### QUOTED PASSAGE

** Begin **

Martin van Creveld

Martin van Creveld
Martin van Creveld at the House of Commons, London, 26 February 2008

Martin Levi van Creveld (born 5 March 1946) is an Israeli military historian and theorist.

Van Creveld was born in the Netherlands in the city of Rotterdam, and has lived in Israel since shortly after his birth. He holds degrees from the London School of Economics and the Hebrew University of Jerusalem, where he has been on the faculty since 1971. He is the author of seventeen books on military history and strategy, of which Command in War (1985), Supplying War: Logistics from Wallenstein to Patton (1977, 2nd edition 2004), The Transformation of War (1991), The Sword and the Olive (1998) and The Rise and Decline of the State (1999) are among the best known. Van Creveld has lectured or taught at many strategic institutes in the Western world, including the U.S. Naval War College.


The Transformation of War

The 1991 book The Transformation of War (UK: The Future of War) was translated into French, German (New German edition in 2004), Russian, and Spanish. In this treatise of military theory, van Creveld develops what he calls the non-trinitarian theory of warfare, which he juxtaposes to the famous work by Clausewitz, On War [1]

Clausewitz's trinitarian model of war (a term of van Creveld's) distinguishes between the affairs of the population, the army, and the government.[2] Van Creveld criticizes this philosophy as too narrow and state-focused, thus inapplicable to the study of those conflicts involving one or more non-state actors. Instead, he proposes five key issues of war:

  1. By whom war is fought — whether by states or by non-state actors
  2. What is war all about — the relationships between the actors, and between them and the non-combatants
  3. How war is fought — issues of strategy and tactics
  4. What war is fought for — whether to enhance national power, or as an end to itself
  5. Why war is fought — the motivations of the individual soldier.

** End **

### SET TASKS
A – In the van Creveld article, rewrite the passage from "1. By whom war" up to and including "the individual soldier.", changing "strategy and tactics" to "tactics and strategy".
B – According to the van Creveld article, since what year has he been on the faculty of the Hebrew University of Jerusalem?
C – Decide whether each statement agrees with the van Creveld article: (i) Supplying War was first published in 1977. (ii) The Transformation of War was translated into Italian. (iii) "Trinitarian model of war" is a term of van Creveld's.

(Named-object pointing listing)
** Begin **

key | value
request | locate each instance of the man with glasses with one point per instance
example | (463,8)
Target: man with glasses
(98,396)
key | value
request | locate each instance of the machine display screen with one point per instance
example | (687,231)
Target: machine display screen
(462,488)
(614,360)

** End **

### IN RESPONSE
A –
1. By whom war is fought — whether by states or by non-state actors
  2. What is war all about — the relationships between the actors, and between them and the non-combatants
  3. How war is fought — issues of tactics and strategy
  4. What war is fought for — whether to enhance national power, or as an end to itself
  5. Why war is fought — the motivations of the individual soldier.

B – Since 1971.

C –
(i) Yes: "Supplying War: Logistics from Wallenstein to Patton (1977, 2nd edition 2004)"
(ii) No: "was translated into French, German (New German edition in 2004), Russian, and Spanish"
(iii) Yes: "Clausewitz's trinitarian model of war (a term of van Creveld's)"